[Text excerpt]:
______________________________

# Do I really need to spend $50 to get a square square????



## shelly_b (Aug 8, 2012)

I really need a square that is 100% square…do I really have to spend $50 to get that? I have been through several brands, and not one is the same so how do I know which, if any are really square? It just seems rediculous to me to spend that much money on a 6inch piece of wood and metal. I guess I should just bite the bullet and pay it since it should be the only one I ever need. Are there any out there that don't cost over $30 that are true?


----------



## a1Jim (Aug 9, 2008)

You can make your own for less money.
http://lumberjocks.com/projects/54536 http://lumberjocks.com/projects/39238


----------



## Handtooler (Jul 24, 2012)

I got a 4 piece set of stainless steel engineers squares from Grizzly and they are square when you scribe a line turn them over and check for square. Is that square enough? Or, do you need a metrologist to garrantee and certify it square?? Christopher Schwarz has several blogs and a video on making squares for woodworking from hardwood and how to adjust rafter squares by use of a punch and hammer.
squares.


----------



## shelly_b (Aug 8, 2012)

flipping is square enough for me! I don't have any equipment to tell me otherwise lol


----------



## shelly_b (Aug 8, 2012)

can I make a square without having a square to reference it?


----------



## OggieOglethorpe (Aug 15, 2012)

Square, no… Most all combination squares are adjustable by filing tabs that support the sliding blade. You simply take a stroke or two of a file to the tab on the obtuse side of the square, test, repeat as necessary.

There are plenty of cheap engineer's squares that are square. Be aware that they may be square to spec on one side of the blade ONLY.

Absolute joy to use and useful for other operations? Yes, if you want more than a one trick pony, you'll need to spend more.

______________________________

[To-do list]:
**A)** List every distinct username that posted in the forum thread about squares.
**B)** In the forum thread about squares, where did Handtooler get the set of stainless steel engineers squares?
The records that follow come from a separate source and are unrelated to the forum thread about squares.

______________________________

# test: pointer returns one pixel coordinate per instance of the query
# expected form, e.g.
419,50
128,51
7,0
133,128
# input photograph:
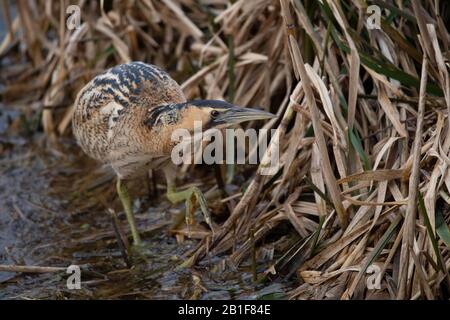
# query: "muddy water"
51,215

______________________________

[The solutions]:
**A)** shelly_b, a1Jim, Handtooler, OggieOglethorpe

**B)** From Grizzly.